TASK TO CARRY OUT
Copy out the lines verbatim, beginning with the line that contains "point: the white ceramic" and continuing through the end of the records.

#### MATERIAL SHOWN ####

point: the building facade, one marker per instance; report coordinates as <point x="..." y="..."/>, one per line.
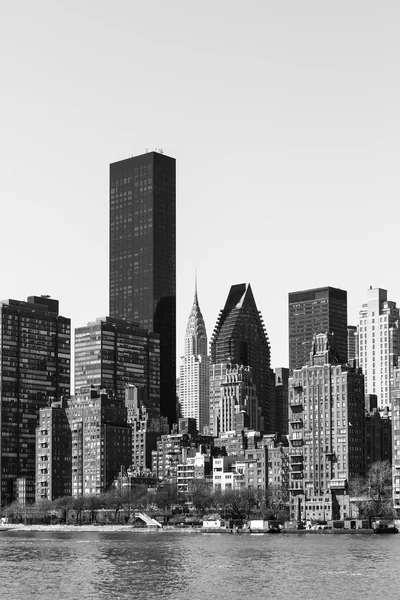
<point x="143" y="255"/>
<point x="238" y="396"/>
<point x="281" y="399"/>
<point x="240" y="338"/>
<point x="320" y="310"/>
<point x="146" y="429"/>
<point x="194" y="381"/>
<point x="378" y="343"/>
<point x="326" y="425"/>
<point x="35" y="356"/>
<point x="352" y="339"/>
<point x="395" y="394"/>
<point x="112" y="354"/>
<point x="53" y="453"/>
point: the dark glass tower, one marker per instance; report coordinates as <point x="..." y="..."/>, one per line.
<point x="240" y="338"/>
<point x="115" y="353"/>
<point x="321" y="310"/>
<point x="143" y="256"/>
<point x="35" y="355"/>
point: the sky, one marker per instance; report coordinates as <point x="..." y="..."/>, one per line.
<point x="283" y="118"/>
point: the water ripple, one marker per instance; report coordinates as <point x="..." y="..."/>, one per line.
<point x="108" y="566"/>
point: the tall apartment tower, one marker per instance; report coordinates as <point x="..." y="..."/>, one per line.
<point x="378" y="343"/>
<point x="240" y="338"/>
<point x="143" y="256"/>
<point x="352" y="340"/>
<point x="35" y="355"/>
<point x="194" y="389"/>
<point x="326" y="425"/>
<point x="112" y="354"/>
<point x="320" y="310"/>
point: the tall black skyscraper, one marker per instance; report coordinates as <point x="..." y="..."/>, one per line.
<point x="321" y="310"/>
<point x="240" y="338"/>
<point x="143" y="256"/>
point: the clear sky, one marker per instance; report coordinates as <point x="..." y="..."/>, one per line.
<point x="283" y="117"/>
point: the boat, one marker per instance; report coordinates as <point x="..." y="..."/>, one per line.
<point x="384" y="527"/>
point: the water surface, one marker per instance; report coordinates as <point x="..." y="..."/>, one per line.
<point x="185" y="566"/>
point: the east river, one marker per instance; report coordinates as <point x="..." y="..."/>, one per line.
<point x="190" y="566"/>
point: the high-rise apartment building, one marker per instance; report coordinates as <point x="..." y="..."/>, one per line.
<point x="281" y="399"/>
<point x="352" y="351"/>
<point x="238" y="395"/>
<point x="378" y="343"/>
<point x="326" y="426"/>
<point x="395" y="394"/>
<point x="81" y="445"/>
<point x="112" y="354"/>
<point x="35" y="355"/>
<point x="194" y="394"/>
<point x="320" y="310"/>
<point x="53" y="453"/>
<point x="146" y="429"/>
<point x="143" y="256"/>
<point x="240" y="338"/>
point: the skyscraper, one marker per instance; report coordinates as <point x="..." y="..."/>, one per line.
<point x="240" y="338"/>
<point x="35" y="355"/>
<point x="326" y="426"/>
<point x="143" y="255"/>
<point x="378" y="343"/>
<point x="114" y="353"/>
<point x="194" y="370"/>
<point x="320" y="310"/>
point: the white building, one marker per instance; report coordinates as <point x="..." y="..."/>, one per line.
<point x="378" y="343"/>
<point x="194" y="370"/>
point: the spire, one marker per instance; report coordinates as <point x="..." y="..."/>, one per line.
<point x="196" y="336"/>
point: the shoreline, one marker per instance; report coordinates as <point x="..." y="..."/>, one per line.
<point x="168" y="528"/>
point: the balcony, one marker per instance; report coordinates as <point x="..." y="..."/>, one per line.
<point x="297" y="468"/>
<point x="330" y="455"/>
<point x="297" y="442"/>
<point x="296" y="458"/>
<point x="296" y="404"/>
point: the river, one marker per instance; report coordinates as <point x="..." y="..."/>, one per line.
<point x="197" y="566"/>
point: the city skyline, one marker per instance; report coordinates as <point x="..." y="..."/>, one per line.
<point x="291" y="166"/>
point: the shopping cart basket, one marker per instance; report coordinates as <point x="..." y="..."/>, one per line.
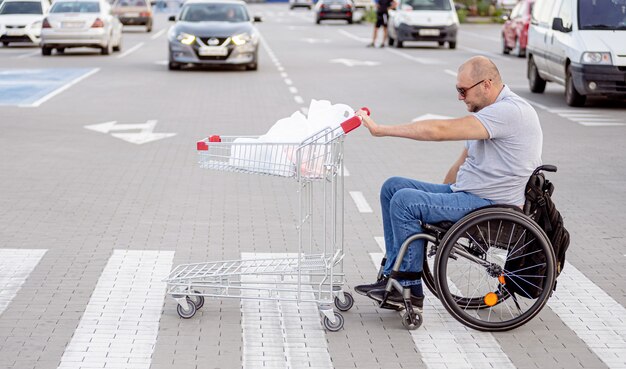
<point x="315" y="273"/>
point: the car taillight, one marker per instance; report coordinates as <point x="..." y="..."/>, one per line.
<point x="98" y="23"/>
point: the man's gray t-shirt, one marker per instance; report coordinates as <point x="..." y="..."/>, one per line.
<point x="498" y="168"/>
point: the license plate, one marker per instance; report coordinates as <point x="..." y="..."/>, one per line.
<point x="213" y="51"/>
<point x="429" y="32"/>
<point x="15" y="32"/>
<point x="72" y="24"/>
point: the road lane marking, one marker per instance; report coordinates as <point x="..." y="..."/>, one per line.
<point x="15" y="267"/>
<point x="281" y="334"/>
<point x="592" y="314"/>
<point x="131" y="50"/>
<point x="60" y="89"/>
<point x="158" y="34"/>
<point x="360" y="202"/>
<point x="120" y="324"/>
<point x="444" y="342"/>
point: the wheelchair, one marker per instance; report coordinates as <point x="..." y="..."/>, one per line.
<point x="473" y="267"/>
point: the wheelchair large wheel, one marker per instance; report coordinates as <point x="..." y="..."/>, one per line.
<point x="478" y="275"/>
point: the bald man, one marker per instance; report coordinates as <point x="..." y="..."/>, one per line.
<point x="503" y="143"/>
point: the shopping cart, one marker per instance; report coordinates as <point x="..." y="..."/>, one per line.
<point x="315" y="273"/>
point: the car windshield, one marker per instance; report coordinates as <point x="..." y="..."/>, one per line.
<point x="427" y="4"/>
<point x="75" y="7"/>
<point x="602" y="14"/>
<point x="21" y="7"/>
<point x="214" y="13"/>
<point x="138" y="3"/>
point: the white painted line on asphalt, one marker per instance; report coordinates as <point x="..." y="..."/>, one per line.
<point x="483" y="52"/>
<point x="361" y="203"/>
<point x="158" y="34"/>
<point x="281" y="334"/>
<point x="131" y="50"/>
<point x="28" y="54"/>
<point x="60" y="89"/>
<point x="15" y="267"/>
<point x="592" y="314"/>
<point x="444" y="342"/>
<point x="121" y="321"/>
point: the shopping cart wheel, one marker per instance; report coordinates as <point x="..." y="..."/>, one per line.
<point x="346" y="305"/>
<point x="412" y="320"/>
<point x="337" y="325"/>
<point x="189" y="312"/>
<point x="197" y="300"/>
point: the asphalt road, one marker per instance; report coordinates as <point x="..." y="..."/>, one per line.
<point x="94" y="212"/>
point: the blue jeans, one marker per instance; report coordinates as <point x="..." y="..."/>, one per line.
<point x="406" y="204"/>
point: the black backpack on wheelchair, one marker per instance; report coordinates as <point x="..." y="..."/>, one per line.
<point x="540" y="207"/>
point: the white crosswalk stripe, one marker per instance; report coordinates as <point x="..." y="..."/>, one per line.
<point x="15" y="267"/>
<point x="121" y="321"/>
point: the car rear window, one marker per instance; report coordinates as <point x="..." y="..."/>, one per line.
<point x="428" y="4"/>
<point x="214" y="13"/>
<point x="21" y="7"/>
<point x="76" y="7"/>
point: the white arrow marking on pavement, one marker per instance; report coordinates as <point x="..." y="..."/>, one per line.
<point x="355" y="63"/>
<point x="430" y="116"/>
<point x="145" y="134"/>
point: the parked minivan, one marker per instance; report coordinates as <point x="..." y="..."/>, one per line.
<point x="580" y="44"/>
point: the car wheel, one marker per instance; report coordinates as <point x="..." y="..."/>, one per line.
<point x="535" y="82"/>
<point x="505" y="49"/>
<point x="572" y="97"/>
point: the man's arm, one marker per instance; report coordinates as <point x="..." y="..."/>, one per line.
<point x="465" y="128"/>
<point x="451" y="176"/>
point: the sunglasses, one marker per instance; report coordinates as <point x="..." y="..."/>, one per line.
<point x="463" y="91"/>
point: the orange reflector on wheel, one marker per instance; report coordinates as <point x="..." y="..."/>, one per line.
<point x="491" y="299"/>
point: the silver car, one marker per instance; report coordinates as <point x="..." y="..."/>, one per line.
<point x="81" y="23"/>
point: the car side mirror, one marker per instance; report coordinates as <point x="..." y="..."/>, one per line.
<point x="557" y="25"/>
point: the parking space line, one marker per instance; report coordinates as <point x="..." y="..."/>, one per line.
<point x="131" y="50"/>
<point x="361" y="203"/>
<point x="281" y="334"/>
<point x="59" y="90"/>
<point x="592" y="314"/>
<point x="15" y="267"/>
<point x="120" y="324"/>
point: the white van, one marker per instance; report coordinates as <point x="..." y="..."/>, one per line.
<point x="580" y="44"/>
<point x="423" y="20"/>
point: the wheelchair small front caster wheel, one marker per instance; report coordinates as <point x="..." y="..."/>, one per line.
<point x="347" y="304"/>
<point x="336" y="326"/>
<point x="189" y="312"/>
<point x="411" y="320"/>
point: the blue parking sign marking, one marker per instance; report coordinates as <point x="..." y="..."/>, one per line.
<point x="30" y="87"/>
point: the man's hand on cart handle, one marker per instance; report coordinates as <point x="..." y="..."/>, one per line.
<point x="367" y="121"/>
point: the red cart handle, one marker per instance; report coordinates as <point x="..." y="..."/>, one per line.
<point x="353" y="122"/>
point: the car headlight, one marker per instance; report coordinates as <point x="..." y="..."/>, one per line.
<point x="241" y="39"/>
<point x="186" y="38"/>
<point x="596" y="58"/>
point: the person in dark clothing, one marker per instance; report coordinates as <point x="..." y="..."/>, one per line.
<point x="382" y="15"/>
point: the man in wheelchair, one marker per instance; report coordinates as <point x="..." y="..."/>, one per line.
<point x="503" y="144"/>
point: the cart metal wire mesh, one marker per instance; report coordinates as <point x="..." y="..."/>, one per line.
<point x="313" y="274"/>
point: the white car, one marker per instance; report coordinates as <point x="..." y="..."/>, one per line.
<point x="20" y="20"/>
<point x="423" y="20"/>
<point x="81" y="23"/>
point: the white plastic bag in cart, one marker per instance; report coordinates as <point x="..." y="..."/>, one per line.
<point x="271" y="152"/>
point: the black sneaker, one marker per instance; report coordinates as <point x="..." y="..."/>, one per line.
<point x="395" y="297"/>
<point x="365" y="288"/>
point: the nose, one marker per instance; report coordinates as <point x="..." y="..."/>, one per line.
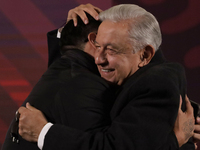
<point x="100" y="57"/>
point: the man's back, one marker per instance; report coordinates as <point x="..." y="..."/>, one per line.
<point x="71" y="93"/>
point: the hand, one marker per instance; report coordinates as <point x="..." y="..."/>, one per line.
<point x="80" y="11"/>
<point x="31" y="122"/>
<point x="184" y="124"/>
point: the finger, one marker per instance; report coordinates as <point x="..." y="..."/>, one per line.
<point x="196" y="128"/>
<point x="21" y="109"/>
<point x="73" y="13"/>
<point x="92" y="10"/>
<point x="74" y="18"/>
<point x="195" y="144"/>
<point x="98" y="10"/>
<point x="198" y="120"/>
<point x="180" y="103"/>
<point x="28" y="106"/>
<point x="196" y="137"/>
<point x="189" y="107"/>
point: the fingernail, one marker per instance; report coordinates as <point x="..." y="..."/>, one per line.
<point x="86" y="21"/>
<point x="198" y="119"/>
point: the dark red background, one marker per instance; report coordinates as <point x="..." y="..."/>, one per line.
<point x="23" y="46"/>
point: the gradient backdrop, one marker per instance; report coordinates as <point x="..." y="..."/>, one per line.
<point x="23" y="45"/>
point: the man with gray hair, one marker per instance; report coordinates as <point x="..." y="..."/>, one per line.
<point x="145" y="111"/>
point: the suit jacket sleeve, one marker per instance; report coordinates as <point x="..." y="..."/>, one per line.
<point x="145" y="122"/>
<point x="53" y="47"/>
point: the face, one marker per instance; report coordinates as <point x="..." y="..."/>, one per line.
<point x="114" y="56"/>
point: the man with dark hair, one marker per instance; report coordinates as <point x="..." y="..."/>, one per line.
<point x="71" y="92"/>
<point x="144" y="115"/>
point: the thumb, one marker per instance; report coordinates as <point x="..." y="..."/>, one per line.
<point x="28" y="106"/>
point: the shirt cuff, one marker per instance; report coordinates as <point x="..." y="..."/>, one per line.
<point x="42" y="135"/>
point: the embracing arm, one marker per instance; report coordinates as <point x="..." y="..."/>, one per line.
<point x="146" y="122"/>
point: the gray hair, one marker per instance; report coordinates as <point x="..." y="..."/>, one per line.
<point x="143" y="27"/>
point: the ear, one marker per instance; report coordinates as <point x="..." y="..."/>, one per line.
<point x="91" y="38"/>
<point x="146" y="55"/>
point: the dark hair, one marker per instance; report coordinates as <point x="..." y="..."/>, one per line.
<point x="78" y="36"/>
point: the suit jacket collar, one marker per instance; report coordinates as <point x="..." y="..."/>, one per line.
<point x="157" y="59"/>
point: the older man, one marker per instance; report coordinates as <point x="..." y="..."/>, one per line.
<point x="145" y="111"/>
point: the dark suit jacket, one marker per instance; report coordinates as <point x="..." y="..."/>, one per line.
<point x="142" y="117"/>
<point x="70" y="93"/>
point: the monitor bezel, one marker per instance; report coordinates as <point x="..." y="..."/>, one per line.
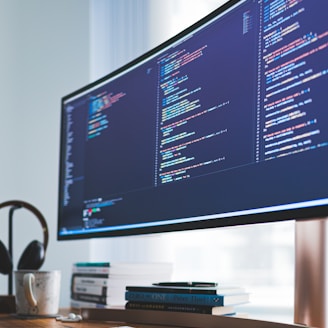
<point x="263" y="216"/>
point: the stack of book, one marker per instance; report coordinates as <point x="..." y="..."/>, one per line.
<point x="102" y="284"/>
<point x="196" y="298"/>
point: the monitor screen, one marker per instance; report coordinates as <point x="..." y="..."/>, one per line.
<point x="224" y="124"/>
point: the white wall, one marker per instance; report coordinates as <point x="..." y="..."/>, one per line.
<point x="44" y="55"/>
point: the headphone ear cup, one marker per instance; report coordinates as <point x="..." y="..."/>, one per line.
<point x="32" y="257"/>
<point x="6" y="264"/>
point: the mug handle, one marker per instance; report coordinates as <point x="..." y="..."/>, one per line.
<point x="28" y="280"/>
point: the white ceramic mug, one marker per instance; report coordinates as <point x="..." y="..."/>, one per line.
<point x="37" y="292"/>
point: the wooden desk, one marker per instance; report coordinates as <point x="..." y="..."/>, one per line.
<point x="140" y="319"/>
<point x="11" y="321"/>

####

REPLY
point: the white ceramic mug, one marker per instance; report coordinates as <point x="..." y="..."/>, one per line.
<point x="37" y="292"/>
point: the wooden desk, one marker per instance; report coordinates as <point x="..." y="..."/>, one per line.
<point x="140" y="319"/>
<point x="11" y="321"/>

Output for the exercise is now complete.